- LISTED RECORDS:
*** Begin section ***
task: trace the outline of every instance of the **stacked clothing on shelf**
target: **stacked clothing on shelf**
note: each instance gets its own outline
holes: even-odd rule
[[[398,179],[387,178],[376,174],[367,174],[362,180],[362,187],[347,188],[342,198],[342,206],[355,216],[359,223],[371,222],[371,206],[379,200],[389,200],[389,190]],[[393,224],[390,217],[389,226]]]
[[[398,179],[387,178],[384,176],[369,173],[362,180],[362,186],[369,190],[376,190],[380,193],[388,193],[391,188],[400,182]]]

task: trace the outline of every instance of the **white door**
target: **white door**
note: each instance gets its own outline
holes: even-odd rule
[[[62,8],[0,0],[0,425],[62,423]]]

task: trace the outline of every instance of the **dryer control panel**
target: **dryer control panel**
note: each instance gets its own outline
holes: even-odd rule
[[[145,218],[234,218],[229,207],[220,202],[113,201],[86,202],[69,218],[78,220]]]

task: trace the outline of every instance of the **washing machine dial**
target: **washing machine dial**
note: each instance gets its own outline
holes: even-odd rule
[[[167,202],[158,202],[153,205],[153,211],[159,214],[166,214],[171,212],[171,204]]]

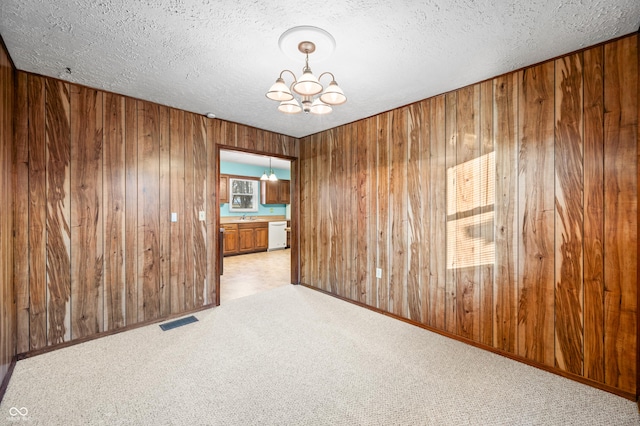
*** End section ***
- AIM OF THE TASK: Report each line above containing the string "clothing".

- ANSWER BOX:
task: trace the outline of every instance of the **stacked clothing on shelf**
target: **stacked clothing on shelf**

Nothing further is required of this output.